## What you need to do
What do the lines say from the one containing "Task: place a pin on each instance of the yellow tactile" to the end of the records? Restate them word for word, and only those.

<<<<

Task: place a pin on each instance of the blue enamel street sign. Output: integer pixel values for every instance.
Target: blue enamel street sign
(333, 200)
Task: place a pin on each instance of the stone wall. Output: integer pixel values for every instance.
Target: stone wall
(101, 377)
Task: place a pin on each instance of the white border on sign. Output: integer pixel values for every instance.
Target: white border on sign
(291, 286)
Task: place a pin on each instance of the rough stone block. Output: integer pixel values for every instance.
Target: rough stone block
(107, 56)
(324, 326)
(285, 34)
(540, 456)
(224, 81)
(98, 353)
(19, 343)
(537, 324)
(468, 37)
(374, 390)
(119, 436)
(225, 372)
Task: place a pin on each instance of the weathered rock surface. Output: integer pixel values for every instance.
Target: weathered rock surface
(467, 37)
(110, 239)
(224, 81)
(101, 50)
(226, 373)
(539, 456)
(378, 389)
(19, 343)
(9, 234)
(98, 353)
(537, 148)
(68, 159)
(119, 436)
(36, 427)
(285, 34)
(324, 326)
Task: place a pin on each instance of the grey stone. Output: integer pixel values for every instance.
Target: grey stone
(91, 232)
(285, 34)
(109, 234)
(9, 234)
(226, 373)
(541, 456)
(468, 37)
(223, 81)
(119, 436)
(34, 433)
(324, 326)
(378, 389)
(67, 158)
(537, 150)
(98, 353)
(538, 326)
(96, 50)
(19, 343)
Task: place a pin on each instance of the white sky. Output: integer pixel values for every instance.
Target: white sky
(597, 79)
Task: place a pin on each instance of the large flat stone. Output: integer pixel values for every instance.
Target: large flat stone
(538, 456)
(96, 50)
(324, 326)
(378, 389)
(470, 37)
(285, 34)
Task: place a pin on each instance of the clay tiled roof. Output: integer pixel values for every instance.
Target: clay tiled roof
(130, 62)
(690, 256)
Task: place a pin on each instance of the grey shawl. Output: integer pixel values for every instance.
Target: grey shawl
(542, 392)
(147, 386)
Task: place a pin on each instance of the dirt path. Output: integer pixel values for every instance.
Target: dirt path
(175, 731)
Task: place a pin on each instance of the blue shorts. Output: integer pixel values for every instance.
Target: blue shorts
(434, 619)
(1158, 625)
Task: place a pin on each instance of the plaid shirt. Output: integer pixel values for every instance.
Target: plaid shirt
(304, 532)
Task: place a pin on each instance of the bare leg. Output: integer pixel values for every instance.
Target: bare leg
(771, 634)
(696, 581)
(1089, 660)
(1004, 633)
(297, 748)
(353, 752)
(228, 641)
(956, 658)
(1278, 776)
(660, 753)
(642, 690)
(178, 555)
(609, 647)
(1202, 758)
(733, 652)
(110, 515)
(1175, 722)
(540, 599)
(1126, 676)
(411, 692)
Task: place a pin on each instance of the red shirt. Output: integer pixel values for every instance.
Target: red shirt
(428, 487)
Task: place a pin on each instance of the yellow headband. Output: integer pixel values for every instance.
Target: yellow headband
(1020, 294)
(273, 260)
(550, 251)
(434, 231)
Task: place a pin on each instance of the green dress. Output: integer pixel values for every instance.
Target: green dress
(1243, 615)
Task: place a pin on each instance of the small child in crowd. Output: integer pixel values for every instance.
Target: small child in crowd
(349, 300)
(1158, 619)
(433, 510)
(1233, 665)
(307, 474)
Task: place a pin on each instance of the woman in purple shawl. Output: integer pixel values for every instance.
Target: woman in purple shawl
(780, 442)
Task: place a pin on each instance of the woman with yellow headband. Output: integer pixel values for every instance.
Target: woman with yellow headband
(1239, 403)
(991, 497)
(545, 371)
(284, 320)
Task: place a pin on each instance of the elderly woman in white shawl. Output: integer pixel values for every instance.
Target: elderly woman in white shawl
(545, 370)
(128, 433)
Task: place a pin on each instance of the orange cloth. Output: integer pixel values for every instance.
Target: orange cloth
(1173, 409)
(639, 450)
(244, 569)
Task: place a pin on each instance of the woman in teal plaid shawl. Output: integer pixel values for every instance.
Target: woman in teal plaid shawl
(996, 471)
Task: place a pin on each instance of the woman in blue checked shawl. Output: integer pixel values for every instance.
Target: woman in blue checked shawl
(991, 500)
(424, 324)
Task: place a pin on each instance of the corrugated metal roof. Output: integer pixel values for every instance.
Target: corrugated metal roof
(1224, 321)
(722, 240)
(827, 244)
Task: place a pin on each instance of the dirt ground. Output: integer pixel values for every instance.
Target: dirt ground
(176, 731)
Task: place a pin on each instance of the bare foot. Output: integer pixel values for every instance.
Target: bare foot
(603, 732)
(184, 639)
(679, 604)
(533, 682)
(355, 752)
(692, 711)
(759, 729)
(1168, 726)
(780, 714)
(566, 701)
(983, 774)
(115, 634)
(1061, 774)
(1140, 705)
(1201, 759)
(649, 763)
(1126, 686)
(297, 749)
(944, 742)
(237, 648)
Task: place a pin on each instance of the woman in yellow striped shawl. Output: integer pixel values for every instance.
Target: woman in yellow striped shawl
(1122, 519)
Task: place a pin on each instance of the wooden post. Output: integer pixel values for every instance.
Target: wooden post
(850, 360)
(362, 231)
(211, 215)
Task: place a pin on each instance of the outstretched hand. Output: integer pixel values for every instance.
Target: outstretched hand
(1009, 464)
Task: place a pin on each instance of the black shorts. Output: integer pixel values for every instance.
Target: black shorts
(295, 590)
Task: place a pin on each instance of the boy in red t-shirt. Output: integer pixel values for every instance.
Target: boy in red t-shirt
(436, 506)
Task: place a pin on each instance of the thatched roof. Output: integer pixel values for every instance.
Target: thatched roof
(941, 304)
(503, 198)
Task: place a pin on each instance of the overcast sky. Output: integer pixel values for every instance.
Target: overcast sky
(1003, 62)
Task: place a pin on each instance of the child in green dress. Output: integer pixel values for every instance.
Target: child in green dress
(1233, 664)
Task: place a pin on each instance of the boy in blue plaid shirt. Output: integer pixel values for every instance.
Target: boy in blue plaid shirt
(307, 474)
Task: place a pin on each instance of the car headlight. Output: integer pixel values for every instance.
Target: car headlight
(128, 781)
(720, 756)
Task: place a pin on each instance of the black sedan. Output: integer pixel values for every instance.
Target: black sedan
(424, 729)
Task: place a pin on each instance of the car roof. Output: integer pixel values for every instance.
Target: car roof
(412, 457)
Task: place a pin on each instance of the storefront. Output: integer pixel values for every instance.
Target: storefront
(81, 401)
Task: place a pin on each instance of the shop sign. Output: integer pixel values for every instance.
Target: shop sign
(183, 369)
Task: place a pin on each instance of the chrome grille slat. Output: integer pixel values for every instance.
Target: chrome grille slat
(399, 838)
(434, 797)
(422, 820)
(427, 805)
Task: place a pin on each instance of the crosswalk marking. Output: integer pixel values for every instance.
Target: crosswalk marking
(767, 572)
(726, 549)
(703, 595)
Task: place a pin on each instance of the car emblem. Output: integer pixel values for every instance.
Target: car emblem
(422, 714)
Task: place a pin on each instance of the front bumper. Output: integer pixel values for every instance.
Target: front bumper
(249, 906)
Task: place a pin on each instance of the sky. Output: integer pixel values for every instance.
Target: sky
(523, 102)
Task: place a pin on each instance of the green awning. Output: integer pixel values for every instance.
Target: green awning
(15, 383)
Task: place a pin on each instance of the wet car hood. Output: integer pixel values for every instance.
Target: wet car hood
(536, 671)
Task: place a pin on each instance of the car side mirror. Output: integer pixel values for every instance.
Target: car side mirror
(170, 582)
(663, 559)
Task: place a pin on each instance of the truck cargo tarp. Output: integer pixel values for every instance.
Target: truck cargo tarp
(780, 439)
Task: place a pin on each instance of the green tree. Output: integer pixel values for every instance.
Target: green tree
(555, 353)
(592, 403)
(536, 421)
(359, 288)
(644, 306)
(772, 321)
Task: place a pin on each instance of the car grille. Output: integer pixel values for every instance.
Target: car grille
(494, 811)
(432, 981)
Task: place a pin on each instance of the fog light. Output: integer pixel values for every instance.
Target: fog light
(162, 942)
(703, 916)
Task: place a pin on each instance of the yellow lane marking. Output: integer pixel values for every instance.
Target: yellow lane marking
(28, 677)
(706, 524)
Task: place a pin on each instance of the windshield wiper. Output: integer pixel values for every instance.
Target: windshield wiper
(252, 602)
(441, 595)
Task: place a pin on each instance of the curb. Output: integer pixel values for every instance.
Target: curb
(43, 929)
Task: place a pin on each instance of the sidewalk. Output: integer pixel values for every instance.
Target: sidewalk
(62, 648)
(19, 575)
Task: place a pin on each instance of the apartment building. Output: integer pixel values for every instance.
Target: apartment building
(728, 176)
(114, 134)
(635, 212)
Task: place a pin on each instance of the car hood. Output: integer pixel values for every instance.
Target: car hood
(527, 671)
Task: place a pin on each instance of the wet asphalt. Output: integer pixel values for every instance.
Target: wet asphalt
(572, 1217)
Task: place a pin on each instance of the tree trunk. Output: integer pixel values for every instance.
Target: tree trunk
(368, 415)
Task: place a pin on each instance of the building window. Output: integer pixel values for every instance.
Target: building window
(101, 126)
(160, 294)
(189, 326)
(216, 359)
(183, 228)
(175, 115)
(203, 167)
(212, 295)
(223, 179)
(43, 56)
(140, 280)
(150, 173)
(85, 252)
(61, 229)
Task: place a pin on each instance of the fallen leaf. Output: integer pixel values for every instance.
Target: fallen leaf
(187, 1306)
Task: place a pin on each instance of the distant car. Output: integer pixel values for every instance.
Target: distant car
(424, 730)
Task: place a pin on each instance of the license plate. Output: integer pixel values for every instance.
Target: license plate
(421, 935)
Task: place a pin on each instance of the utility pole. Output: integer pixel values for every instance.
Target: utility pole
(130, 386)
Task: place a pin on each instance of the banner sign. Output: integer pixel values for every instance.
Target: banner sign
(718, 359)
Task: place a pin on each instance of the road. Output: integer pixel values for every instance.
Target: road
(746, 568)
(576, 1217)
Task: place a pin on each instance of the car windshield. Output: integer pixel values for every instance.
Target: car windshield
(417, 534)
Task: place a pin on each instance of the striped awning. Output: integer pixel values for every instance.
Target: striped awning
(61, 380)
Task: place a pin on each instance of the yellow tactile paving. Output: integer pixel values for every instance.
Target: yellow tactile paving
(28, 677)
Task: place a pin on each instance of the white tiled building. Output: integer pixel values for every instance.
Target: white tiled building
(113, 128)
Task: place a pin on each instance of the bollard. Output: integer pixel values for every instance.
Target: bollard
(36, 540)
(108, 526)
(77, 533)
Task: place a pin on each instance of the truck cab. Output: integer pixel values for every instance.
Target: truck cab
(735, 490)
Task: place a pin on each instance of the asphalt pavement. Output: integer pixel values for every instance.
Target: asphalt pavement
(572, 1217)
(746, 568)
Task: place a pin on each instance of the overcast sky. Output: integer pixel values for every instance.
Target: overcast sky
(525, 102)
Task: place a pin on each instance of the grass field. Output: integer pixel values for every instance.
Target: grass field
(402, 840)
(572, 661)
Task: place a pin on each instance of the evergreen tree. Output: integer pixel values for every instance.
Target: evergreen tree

>>>>

## The completed task
Task: place a pin on each instance of the yellow tactile paving. Output: integer pixel values for every instance.
Target: yellow tactile paving
(28, 677)
Task: place a pin on each instance of the white tiled building. Output: integer pixel values for every instance.
Target: white tiled building
(113, 128)
Task: place a pin on each instance of the bollard. Output: integer pixel values for every instance.
Target: bollard
(36, 540)
(108, 526)
(77, 533)
Task: place a pin on each instance of the truck cab. Output: integer pixel values for every instance.
Target: truck cab
(735, 490)
Task: place a pin on each instance of the asphalt pavement. Output: integer pixel values for every instance.
Target: asphalt pavement
(572, 1217)
(746, 568)
Task: place a pin on each instance of the overcast sky. Output: integer pixel values for every instance.
Target: overcast sky
(525, 102)
Task: place a pin on each instance of the grass field. Output: integer pixel values for every instance.
Target: grass field
(402, 840)
(572, 661)
Task: place a pin on each instance of the evergreen tree. Output: integer pixel values for every instance.
Target: evergreen tree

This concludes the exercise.